O que se pede
- A) Na reportagem sobre os Yanomami, quantos garimpeiros foram rendidos no garimpo chamado “Malária”?
- B) Retome a reportagem sobre a retirada de garimpeiros pelos Yanomami logo após a última frase apresentada.

Trecho do texto

◆ ◆ ◆ ◆ ◆

Indígenas Yanomami retiram garimpeiros de
área por conta própria
Um grupo formado por
12 garimpeiros [dez homens e duas mulheres] foi flagrado e rendido nesta
terça-feira (23) por indígenas Yanomami no garimpo intitulado “Malária”,
localizado na região do Homoxi, na Terra Indígena Yanomami, em Roraima. Os
invasores foram escoltados e entregues pelos indígenas a policiais da Força
Nacional que fazem segurança de servidores do Distrito Sanitário de Saúde
Indígena (Dsei) Yanomami, no território. Nesta quarta-feira (24), os
garimpeiros foram encaminhados para a Polícia Federal, em Boa Vista (RR),
segundo informações do Ministério dos Povos Indígenas dadas à Amazônia Real.
O presidente da
Associação Yanomami (Urihi), Junior Hekurari, disse à Amazônia Real que o grupo
de aproximamente 30 indígenas resolveu ir pessoalmente ao garimpo para retirar
os invasores, por não aguentarem mais a contaminação das águas pelo uso do mercúrio
e por estarem cansados de aguardar que as forças policiais retirem os
invasores. “Os Yanomami não querem mais ver a água suja. Os garimpeiros estão
sujando o rio”, disse Herukari.
Em um ofício enviado a
autoridades federais, como Ministério Público Federal e Fundação Nacional do
Índio (Funai) pela Associação Yanomami Urihi, os indígenas expõem a revolta
pela contaminação das águas da Terra Indígena por mercúrio, metal pesado utilizado
na mineração de ouro. A Urihi divulgou imagens ainda nesta terça do momento em
que os indígenas levam os garimpeiros até a Força Nacional.
“A morosidade da
extrusão de garimpeiros nas regiões mais isoladas do território, tem sujeitado
suas comunidades à violência de criminosos, com especial impacto sobre os seus
meios de sustentabilidade”, diz trecho do ofício, obtido pela reportagem.
No início deste mês, a
Fundação Oswaldo Cruz (Fiocruz) divulgou o estudo revelando os níveis de
contaminação por mercúrio em indígenas e peixes no território, em particular na
área dos Ninam, um subgrupo Yanomami.

◆ ◆ ◆ ◆ ◆

Extrato de dados
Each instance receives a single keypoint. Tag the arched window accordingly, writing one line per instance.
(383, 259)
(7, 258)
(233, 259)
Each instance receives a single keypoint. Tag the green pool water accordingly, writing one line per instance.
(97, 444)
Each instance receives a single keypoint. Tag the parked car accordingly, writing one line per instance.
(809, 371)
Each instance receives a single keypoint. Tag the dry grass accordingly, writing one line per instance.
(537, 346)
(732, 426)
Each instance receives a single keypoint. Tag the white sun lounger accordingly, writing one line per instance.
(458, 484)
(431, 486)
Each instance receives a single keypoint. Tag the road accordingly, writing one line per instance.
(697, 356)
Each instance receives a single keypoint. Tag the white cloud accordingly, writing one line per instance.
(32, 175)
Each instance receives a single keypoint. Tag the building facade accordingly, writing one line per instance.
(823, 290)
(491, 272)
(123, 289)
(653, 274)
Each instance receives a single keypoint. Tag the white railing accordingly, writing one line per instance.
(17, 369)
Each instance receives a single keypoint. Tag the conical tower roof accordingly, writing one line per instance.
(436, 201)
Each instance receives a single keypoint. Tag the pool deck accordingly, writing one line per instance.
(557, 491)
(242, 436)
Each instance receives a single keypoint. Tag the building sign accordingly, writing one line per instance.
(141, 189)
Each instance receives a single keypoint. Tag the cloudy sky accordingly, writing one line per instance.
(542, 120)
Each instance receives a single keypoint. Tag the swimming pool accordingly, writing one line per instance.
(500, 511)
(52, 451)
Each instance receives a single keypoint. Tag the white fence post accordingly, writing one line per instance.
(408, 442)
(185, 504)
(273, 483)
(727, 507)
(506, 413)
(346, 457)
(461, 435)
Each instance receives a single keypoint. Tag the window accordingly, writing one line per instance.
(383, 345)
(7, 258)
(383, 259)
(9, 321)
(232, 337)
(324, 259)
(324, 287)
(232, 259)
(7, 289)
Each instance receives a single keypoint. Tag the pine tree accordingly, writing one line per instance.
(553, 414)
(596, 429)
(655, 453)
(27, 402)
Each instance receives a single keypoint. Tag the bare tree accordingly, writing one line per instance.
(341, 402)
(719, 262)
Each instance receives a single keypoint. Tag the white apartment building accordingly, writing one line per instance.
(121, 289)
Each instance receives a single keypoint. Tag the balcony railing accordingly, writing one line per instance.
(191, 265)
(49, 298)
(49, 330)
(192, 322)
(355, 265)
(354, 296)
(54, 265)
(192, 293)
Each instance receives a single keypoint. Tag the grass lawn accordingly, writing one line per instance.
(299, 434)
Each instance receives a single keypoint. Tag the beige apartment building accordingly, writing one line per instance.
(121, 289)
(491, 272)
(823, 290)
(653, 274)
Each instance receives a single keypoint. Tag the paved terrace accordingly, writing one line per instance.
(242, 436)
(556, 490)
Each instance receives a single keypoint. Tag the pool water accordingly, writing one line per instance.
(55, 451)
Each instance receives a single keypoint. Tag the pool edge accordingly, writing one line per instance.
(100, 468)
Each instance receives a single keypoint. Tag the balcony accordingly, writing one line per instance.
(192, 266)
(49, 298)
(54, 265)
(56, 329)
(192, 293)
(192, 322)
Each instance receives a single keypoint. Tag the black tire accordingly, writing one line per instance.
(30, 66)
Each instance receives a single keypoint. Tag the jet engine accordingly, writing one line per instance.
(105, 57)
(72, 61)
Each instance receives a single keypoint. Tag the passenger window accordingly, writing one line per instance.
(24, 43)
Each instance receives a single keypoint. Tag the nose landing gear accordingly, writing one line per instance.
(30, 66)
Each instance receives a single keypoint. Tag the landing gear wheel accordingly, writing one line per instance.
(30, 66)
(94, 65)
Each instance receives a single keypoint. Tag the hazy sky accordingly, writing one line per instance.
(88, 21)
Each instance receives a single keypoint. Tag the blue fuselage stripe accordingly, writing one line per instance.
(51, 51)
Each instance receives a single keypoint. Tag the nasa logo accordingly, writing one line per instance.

◆ ◆ ◆ ◆ ◆

Respostas por tarefa
- A) Doze garimpeiros, sendo dez homens e duas mulheres.

- B)
De acordo com Júnior
Hekurari, os indígenas, armados de arco e flecha, andaram por aproximadamente
duas horas até chegar ao local onde os garimpeiros estavam. “Os Yanomami foram
lá [no garimpo] porque cansaram de esperar pela polícia. Porque há muito tempo
já informamos por meio de relatórios, até coordenadas passamos para a Polícia
Federal e não fizeram nada”, conta. Os garimpeiros foram entregues a policiais
da Força Nacional que atuam na segurança de servidores federais, que atuam na
saúde indígena, no polo base de Homoxi.
O líder indígena avisa
que ações como essa, comandada pelos próprios Yanomami vão continuar. “Tem
outros grupos de Yanomami indo a outros garimpos também. Estou bem preocupado
com a situação. A nossa preocupação é que os garimpeiros revidem. Temo por retaliações
por parte dos garimpeiros contra os Yanomami”, desabafa Hekurari.
O alerta da liderança
indígena não é por acaso, já que a tensão entre garimpeiros e indígenas vem
crescendo nos últimos meses. No início deste ano, cinco garimpeiros foram
mortos na TIY, que fica dentro do município de Alto Alegre (distante 91 quilômetros de Boa Vista).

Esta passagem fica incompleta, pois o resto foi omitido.